What you have to do: Filter the rows below, keeping only those that contain the string "photo" with the same capitalization, and copy each such row in full.

Data listing:
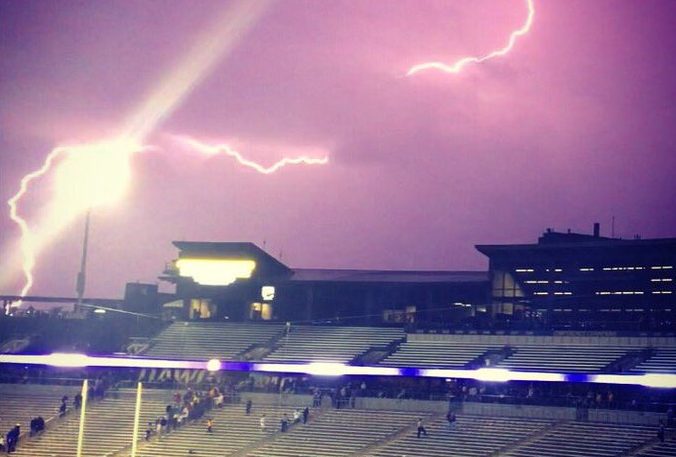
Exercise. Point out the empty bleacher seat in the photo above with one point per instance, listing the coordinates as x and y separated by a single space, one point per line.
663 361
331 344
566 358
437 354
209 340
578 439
* * *
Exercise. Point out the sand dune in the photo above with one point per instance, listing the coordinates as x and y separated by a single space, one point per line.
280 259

Correct output:
Exercise. Point out the empty bleacher seat in the photo above with one point per instance, listing the coordinates as x and y separated by a single space, one point per line.
Exercise. Point out the sand dune in the photo above with one point per instance, listing the coordinates as x and y separated by a single space, one point per line.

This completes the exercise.